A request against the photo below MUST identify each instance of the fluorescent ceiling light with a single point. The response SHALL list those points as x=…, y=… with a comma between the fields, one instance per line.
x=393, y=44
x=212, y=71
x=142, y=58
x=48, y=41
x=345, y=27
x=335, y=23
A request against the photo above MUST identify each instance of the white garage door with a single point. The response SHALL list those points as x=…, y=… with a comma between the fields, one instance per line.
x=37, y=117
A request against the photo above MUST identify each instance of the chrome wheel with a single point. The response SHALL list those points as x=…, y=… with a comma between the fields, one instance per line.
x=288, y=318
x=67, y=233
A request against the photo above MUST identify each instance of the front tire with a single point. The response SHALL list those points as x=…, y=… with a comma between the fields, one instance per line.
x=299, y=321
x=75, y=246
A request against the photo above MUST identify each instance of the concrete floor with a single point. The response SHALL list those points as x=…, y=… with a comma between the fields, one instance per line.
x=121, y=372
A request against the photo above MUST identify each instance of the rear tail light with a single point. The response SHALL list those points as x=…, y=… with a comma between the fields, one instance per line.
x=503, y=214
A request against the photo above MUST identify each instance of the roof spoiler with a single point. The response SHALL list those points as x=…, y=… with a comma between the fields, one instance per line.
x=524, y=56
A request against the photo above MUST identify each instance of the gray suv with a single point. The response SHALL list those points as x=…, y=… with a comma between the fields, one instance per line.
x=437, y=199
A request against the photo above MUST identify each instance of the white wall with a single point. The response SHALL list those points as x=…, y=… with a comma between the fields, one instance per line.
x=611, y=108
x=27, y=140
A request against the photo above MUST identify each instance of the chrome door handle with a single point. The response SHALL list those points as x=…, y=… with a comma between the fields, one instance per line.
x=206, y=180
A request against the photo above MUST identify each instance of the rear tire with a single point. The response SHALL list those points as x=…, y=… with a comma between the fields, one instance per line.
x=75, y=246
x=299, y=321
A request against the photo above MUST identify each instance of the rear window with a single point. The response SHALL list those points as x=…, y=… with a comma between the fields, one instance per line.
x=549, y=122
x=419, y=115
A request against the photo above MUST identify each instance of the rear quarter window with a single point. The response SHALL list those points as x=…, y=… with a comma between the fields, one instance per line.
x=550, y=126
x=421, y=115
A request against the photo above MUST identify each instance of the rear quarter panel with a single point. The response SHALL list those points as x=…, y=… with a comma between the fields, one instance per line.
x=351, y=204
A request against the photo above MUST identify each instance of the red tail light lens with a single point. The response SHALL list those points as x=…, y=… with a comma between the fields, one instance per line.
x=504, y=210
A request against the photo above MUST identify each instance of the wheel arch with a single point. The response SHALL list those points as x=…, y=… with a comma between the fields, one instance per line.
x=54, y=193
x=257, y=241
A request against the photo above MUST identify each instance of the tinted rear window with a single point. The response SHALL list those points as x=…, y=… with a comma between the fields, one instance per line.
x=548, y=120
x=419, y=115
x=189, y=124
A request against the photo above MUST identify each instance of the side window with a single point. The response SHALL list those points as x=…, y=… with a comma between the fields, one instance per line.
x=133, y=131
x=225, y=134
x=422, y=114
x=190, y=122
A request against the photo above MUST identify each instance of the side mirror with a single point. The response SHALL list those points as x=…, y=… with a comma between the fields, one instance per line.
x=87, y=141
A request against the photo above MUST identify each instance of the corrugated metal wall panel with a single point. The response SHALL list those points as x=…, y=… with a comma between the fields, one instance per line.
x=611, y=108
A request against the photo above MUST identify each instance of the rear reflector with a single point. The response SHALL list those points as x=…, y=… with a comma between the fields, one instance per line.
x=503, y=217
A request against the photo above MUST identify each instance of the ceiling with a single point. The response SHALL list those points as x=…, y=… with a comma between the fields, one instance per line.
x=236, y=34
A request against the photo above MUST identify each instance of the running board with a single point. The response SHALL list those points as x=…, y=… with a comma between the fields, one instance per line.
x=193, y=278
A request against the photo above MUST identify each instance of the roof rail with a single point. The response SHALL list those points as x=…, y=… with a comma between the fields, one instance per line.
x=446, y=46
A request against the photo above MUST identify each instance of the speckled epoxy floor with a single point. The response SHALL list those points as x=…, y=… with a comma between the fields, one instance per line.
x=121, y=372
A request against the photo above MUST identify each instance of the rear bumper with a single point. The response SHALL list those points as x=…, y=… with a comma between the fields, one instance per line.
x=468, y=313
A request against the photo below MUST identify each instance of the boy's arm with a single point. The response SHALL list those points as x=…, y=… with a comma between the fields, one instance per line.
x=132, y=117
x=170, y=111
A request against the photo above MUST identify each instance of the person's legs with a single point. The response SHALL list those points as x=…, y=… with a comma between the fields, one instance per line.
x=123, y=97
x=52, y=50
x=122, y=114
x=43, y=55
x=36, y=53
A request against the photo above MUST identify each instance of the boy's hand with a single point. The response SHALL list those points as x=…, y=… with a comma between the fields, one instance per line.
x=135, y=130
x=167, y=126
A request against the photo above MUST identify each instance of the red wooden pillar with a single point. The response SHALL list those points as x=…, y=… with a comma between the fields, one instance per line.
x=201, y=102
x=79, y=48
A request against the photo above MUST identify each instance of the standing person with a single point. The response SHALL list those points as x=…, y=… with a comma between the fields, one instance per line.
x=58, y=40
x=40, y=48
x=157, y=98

Problem statement.
Write out word for word the lines from the one that contains "rear quarter window" through the one that contains "x=351, y=204", including both of those lines.

Written answer.
A request against the photo above MUST identify each instance of the rear quarter window with a single point. The response SHALL list those points as x=…, y=… with a comma between the fields, one instance per line.
x=550, y=126
x=421, y=115
A request against the photo above MUST identify each instance of the rear quarter panel with a single point. The response SHALL list those points as x=…, y=… with a comma between the fields, one instance per line.
x=351, y=204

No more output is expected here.